- **EXERCISE BRIEF**: Take the lines below beginning at the line that has "Target = sign board" and stopping after the line that has "Target = chrome window trim", and print them exactly as they are, with no other lines.

- **RECORDS SUPPLIED**:
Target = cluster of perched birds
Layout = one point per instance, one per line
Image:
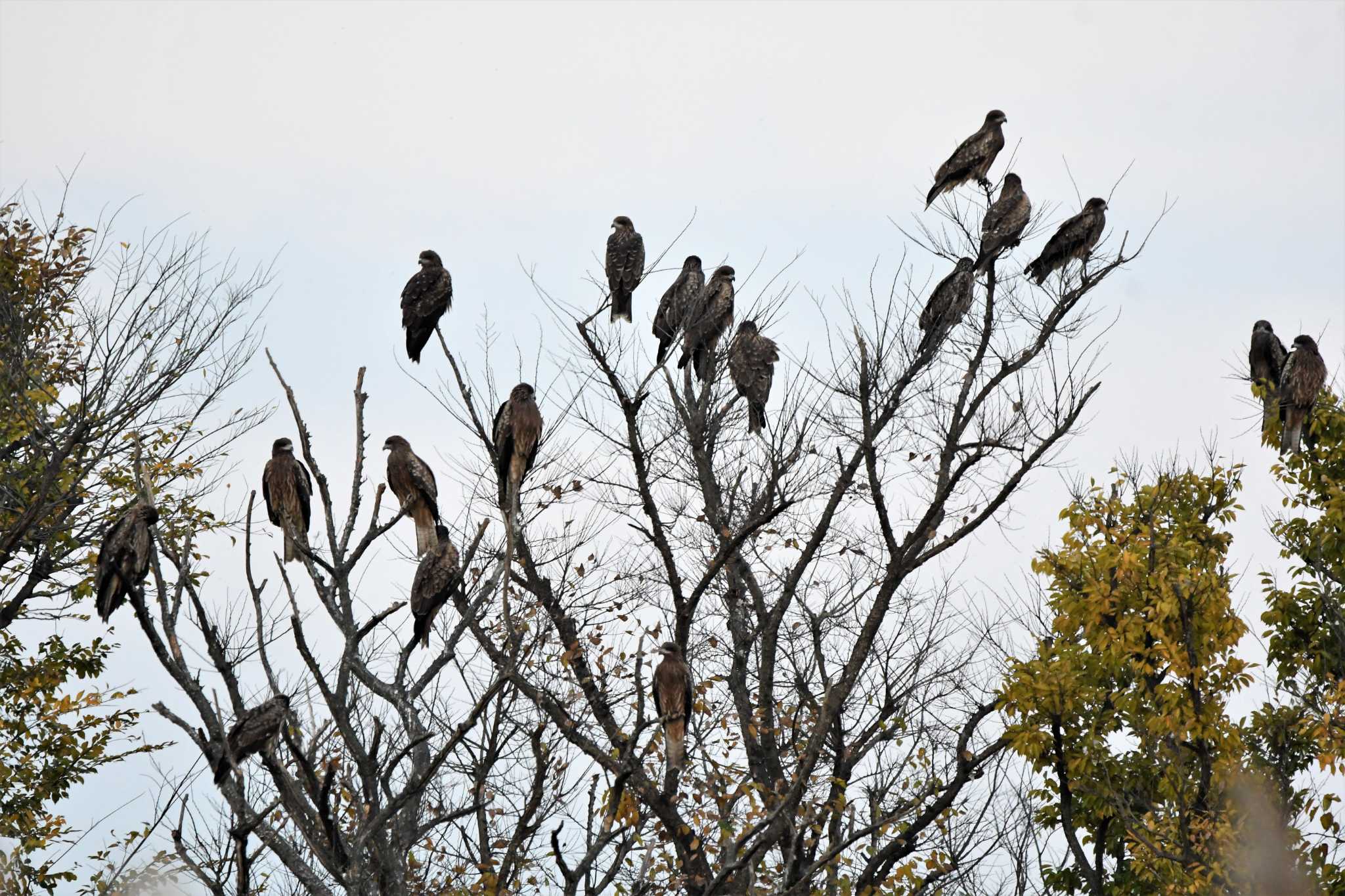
(701, 310)
(1290, 382)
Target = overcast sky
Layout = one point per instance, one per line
(341, 140)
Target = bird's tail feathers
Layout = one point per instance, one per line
(426, 536)
(757, 417)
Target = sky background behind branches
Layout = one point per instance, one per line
(338, 141)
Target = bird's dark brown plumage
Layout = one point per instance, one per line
(971, 160)
(673, 698)
(625, 265)
(1003, 223)
(708, 322)
(124, 558)
(413, 484)
(752, 359)
(254, 731)
(677, 303)
(947, 305)
(1072, 240)
(288, 490)
(1302, 378)
(436, 582)
(427, 296)
(1266, 362)
(518, 431)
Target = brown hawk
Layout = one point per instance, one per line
(1300, 382)
(971, 159)
(1003, 223)
(708, 322)
(673, 698)
(676, 304)
(252, 734)
(436, 582)
(413, 484)
(625, 265)
(1072, 240)
(752, 367)
(518, 430)
(947, 305)
(427, 296)
(288, 489)
(124, 558)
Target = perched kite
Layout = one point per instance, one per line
(1266, 360)
(124, 558)
(708, 322)
(752, 367)
(1300, 382)
(426, 299)
(947, 305)
(1074, 240)
(252, 734)
(625, 265)
(973, 159)
(673, 698)
(518, 429)
(436, 581)
(287, 488)
(676, 304)
(1003, 223)
(413, 484)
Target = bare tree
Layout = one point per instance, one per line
(844, 733)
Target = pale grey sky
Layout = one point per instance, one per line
(347, 137)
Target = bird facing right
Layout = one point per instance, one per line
(1300, 382)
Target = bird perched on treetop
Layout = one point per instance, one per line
(1300, 382)
(1003, 223)
(436, 582)
(427, 296)
(673, 698)
(252, 734)
(708, 322)
(947, 305)
(1266, 360)
(752, 367)
(413, 484)
(287, 488)
(677, 304)
(625, 265)
(971, 159)
(518, 430)
(124, 558)
(1072, 240)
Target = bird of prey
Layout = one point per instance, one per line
(287, 488)
(436, 581)
(752, 367)
(1003, 223)
(625, 265)
(413, 484)
(427, 296)
(677, 303)
(673, 698)
(124, 558)
(1266, 360)
(252, 734)
(518, 429)
(1300, 382)
(1072, 240)
(947, 305)
(708, 322)
(973, 159)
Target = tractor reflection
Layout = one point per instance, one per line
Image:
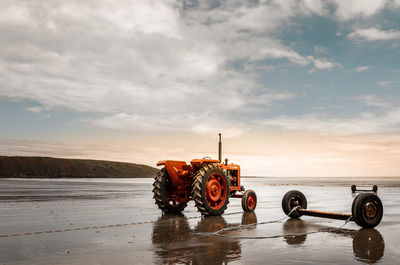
(175, 241)
(368, 244)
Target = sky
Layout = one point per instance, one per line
(297, 88)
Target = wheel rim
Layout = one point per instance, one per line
(251, 201)
(370, 210)
(295, 201)
(216, 191)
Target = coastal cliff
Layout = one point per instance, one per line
(48, 167)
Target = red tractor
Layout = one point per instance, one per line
(207, 181)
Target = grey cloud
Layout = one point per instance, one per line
(143, 62)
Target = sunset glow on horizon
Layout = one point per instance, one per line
(297, 88)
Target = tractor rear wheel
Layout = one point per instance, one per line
(249, 201)
(211, 190)
(165, 194)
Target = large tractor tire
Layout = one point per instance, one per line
(164, 194)
(249, 201)
(211, 190)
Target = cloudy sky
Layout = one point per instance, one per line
(298, 88)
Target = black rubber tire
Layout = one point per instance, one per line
(368, 246)
(288, 202)
(245, 201)
(160, 186)
(199, 190)
(359, 212)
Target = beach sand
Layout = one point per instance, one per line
(115, 221)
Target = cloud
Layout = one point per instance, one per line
(362, 69)
(384, 83)
(373, 100)
(346, 10)
(374, 34)
(138, 64)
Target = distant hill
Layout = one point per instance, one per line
(48, 167)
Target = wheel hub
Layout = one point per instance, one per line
(370, 210)
(251, 201)
(214, 190)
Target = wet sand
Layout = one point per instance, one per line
(101, 221)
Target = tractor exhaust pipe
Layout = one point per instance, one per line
(220, 149)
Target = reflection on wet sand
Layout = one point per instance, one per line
(175, 242)
(368, 244)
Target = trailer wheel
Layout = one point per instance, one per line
(165, 195)
(292, 199)
(249, 201)
(367, 210)
(211, 190)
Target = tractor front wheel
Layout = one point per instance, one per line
(211, 190)
(165, 194)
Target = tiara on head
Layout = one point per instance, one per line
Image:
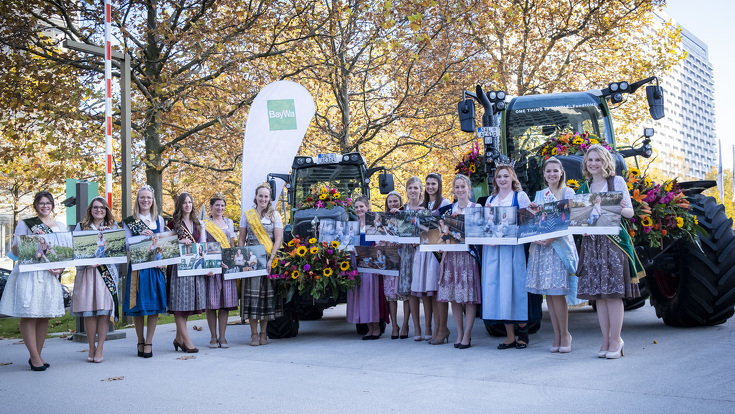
(503, 161)
(146, 187)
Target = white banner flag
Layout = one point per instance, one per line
(276, 124)
(720, 183)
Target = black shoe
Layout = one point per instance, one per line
(503, 345)
(41, 368)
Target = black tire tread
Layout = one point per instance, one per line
(706, 292)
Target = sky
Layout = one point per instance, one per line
(711, 21)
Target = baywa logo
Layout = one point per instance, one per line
(281, 114)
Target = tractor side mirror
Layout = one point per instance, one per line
(272, 183)
(466, 110)
(385, 183)
(655, 97)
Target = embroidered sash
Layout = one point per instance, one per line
(136, 227)
(257, 228)
(622, 239)
(217, 233)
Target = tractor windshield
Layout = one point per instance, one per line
(345, 177)
(533, 120)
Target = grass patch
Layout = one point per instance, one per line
(10, 327)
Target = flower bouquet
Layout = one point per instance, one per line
(473, 166)
(661, 210)
(312, 268)
(570, 144)
(323, 195)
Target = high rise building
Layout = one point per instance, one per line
(685, 138)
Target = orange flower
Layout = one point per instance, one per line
(637, 196)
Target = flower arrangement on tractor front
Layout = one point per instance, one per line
(473, 166)
(570, 144)
(323, 195)
(311, 268)
(661, 210)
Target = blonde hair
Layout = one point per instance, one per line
(269, 211)
(154, 208)
(516, 185)
(608, 165)
(393, 193)
(562, 179)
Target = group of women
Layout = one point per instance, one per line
(500, 278)
(35, 297)
(506, 282)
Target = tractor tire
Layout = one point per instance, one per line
(310, 313)
(286, 326)
(700, 290)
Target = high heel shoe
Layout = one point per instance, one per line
(617, 354)
(441, 340)
(34, 368)
(150, 354)
(463, 346)
(566, 349)
(193, 350)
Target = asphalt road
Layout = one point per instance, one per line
(328, 369)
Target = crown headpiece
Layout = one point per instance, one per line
(504, 161)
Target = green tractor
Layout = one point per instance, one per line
(349, 174)
(690, 284)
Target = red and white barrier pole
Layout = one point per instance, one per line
(108, 104)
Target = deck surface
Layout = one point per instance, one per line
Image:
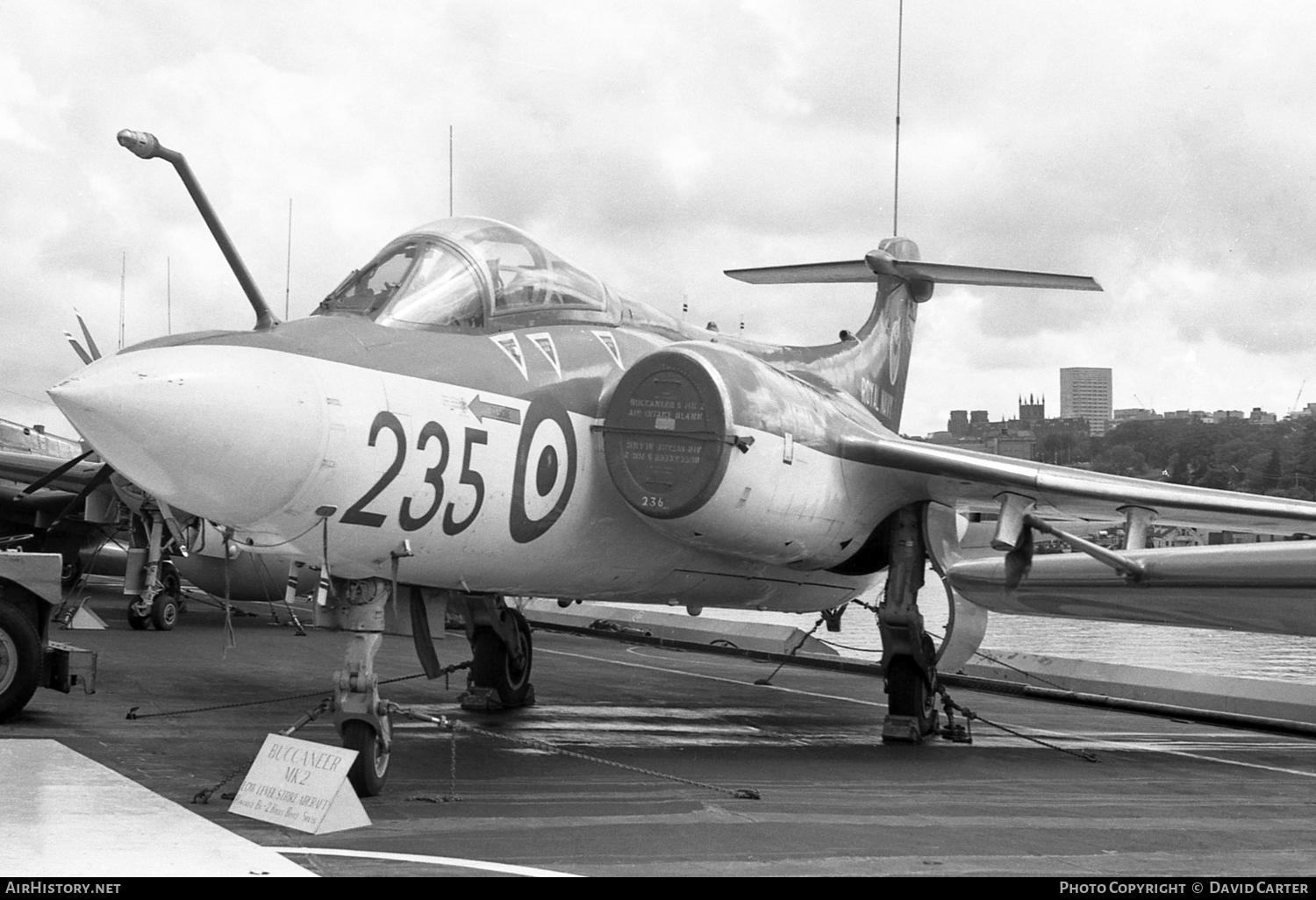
(1163, 797)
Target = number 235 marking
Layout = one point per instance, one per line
(407, 518)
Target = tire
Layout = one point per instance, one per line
(137, 623)
(908, 692)
(20, 661)
(492, 665)
(168, 604)
(165, 612)
(370, 768)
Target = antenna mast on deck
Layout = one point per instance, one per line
(895, 203)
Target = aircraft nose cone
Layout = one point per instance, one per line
(228, 433)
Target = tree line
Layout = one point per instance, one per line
(1273, 460)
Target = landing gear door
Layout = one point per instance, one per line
(966, 625)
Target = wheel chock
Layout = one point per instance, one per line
(905, 729)
(479, 699)
(476, 699)
(900, 729)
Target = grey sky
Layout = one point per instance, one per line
(1166, 149)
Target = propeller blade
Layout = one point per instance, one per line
(55, 473)
(91, 344)
(97, 479)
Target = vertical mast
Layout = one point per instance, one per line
(287, 274)
(895, 203)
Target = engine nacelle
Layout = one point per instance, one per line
(723, 452)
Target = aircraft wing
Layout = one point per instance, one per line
(970, 481)
(28, 468)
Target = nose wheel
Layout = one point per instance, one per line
(370, 768)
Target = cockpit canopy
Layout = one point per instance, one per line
(470, 274)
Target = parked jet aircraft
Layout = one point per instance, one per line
(468, 416)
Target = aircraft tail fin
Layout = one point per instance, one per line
(873, 363)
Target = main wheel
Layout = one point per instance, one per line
(137, 623)
(20, 660)
(494, 668)
(908, 692)
(165, 607)
(165, 612)
(370, 768)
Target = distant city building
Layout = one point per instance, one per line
(1031, 436)
(1086, 394)
(1033, 411)
(1134, 416)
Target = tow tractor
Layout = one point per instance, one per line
(29, 591)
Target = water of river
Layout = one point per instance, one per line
(1210, 652)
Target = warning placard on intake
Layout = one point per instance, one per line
(303, 786)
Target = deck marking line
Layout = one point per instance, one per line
(1126, 745)
(431, 861)
(713, 678)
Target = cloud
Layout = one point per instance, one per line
(1161, 147)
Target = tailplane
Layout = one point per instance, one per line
(873, 365)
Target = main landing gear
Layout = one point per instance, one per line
(163, 607)
(502, 650)
(908, 657)
(500, 670)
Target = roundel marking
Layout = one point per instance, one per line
(545, 470)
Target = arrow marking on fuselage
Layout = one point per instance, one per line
(610, 342)
(512, 347)
(544, 341)
(483, 410)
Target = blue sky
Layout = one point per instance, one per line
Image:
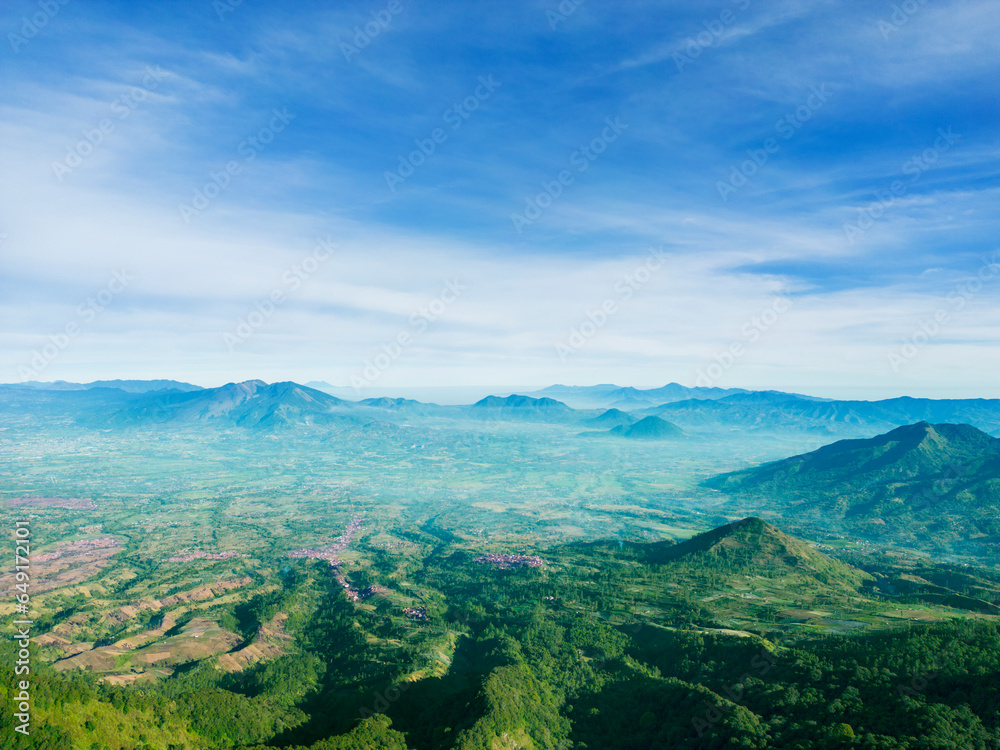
(818, 179)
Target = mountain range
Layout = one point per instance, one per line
(936, 485)
(255, 404)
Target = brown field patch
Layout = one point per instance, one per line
(70, 503)
(270, 643)
(69, 563)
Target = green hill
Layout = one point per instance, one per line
(936, 486)
(753, 546)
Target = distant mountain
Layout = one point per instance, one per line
(755, 547)
(935, 485)
(650, 428)
(520, 408)
(609, 395)
(771, 411)
(252, 403)
(611, 418)
(129, 386)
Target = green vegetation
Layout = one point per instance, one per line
(653, 623)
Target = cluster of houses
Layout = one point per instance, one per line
(509, 561)
(329, 553)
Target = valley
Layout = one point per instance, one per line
(267, 567)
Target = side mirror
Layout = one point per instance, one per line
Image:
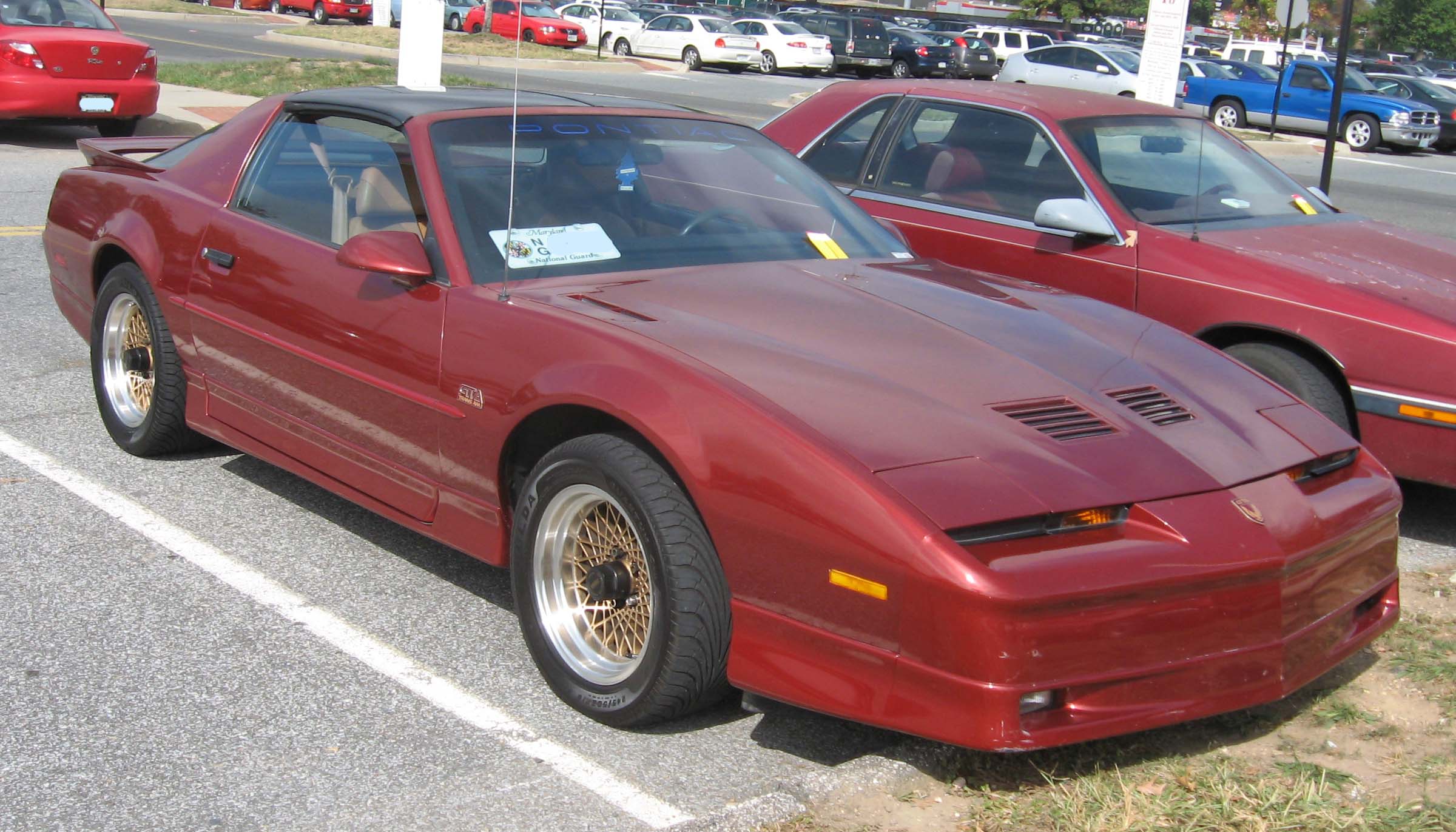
(397, 253)
(1076, 216)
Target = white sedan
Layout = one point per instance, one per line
(787, 45)
(616, 25)
(1076, 66)
(698, 41)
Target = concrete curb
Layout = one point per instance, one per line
(228, 18)
(449, 57)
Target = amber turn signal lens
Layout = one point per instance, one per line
(1427, 414)
(1091, 517)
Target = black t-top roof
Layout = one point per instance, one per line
(399, 105)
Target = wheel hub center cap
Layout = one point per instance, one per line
(608, 581)
(137, 360)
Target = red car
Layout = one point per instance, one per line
(357, 12)
(1108, 198)
(530, 22)
(66, 60)
(720, 425)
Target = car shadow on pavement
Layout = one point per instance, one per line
(40, 136)
(475, 577)
(1429, 514)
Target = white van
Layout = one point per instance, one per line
(1267, 52)
(1006, 41)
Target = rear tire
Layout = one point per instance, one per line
(136, 371)
(599, 511)
(1298, 373)
(118, 127)
(1229, 115)
(1362, 133)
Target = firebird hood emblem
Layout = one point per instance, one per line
(1250, 509)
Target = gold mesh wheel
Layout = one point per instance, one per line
(593, 585)
(127, 361)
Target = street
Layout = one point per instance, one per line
(210, 642)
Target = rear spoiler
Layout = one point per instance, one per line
(111, 152)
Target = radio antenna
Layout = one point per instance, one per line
(1198, 185)
(510, 197)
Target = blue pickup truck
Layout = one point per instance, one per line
(1367, 118)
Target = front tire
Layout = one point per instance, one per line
(1229, 115)
(622, 600)
(1362, 134)
(136, 371)
(1298, 373)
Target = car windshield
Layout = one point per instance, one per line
(72, 13)
(1171, 170)
(606, 194)
(1435, 92)
(1127, 60)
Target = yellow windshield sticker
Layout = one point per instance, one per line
(826, 246)
(857, 584)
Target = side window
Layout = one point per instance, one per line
(332, 178)
(977, 159)
(841, 155)
(1308, 79)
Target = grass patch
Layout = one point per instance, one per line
(288, 76)
(1205, 794)
(1424, 651)
(175, 6)
(456, 44)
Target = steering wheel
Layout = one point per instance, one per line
(712, 214)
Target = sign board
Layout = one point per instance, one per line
(1162, 52)
(1301, 13)
(421, 42)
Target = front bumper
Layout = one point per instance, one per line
(60, 98)
(1409, 136)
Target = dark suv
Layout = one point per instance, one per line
(860, 42)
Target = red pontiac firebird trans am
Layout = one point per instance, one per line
(1107, 197)
(720, 425)
(66, 60)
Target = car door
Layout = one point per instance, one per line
(1307, 98)
(965, 183)
(506, 19)
(335, 367)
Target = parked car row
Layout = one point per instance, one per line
(747, 435)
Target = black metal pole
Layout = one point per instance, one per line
(1340, 88)
(1283, 64)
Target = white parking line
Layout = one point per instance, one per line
(1398, 165)
(351, 640)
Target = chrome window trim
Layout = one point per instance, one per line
(996, 218)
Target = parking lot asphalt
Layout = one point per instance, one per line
(210, 642)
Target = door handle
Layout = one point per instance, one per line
(220, 258)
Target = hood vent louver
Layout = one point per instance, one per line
(1057, 418)
(1154, 405)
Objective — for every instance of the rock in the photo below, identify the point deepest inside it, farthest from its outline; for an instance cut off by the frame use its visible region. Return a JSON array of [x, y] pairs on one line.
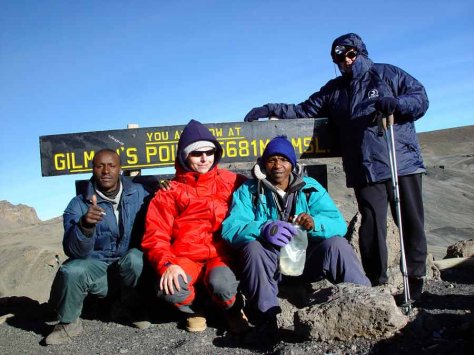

- **ANSWER TO THIS EXERCISE**:
Target = sign board
Layout = one point per instance, one per line
(1162, 52)
(1301, 13)
(421, 42)
Target = front bumper
Layout = one point per instance, one per line
(60, 98)
(1409, 136)
Target = dark suv
Layout = one point per instance, one per line
(860, 42)
Target = red pontiac firebird trans am
Layout = one point per instance, one per line
(1107, 197)
(720, 425)
(66, 60)
Target = car door
Layout = one point per instance, one per line
(1307, 98)
(965, 183)
(506, 19)
(335, 367)
Target = parked car row
Layout = one point per instance, one per line
(747, 435)
Target = black metal pole
Layout = one point per instance, one per line
(1340, 88)
(1283, 64)
Target = white parking line
Layout = one point per instance, one per line
(1398, 165)
(351, 640)
Target = chrome window trim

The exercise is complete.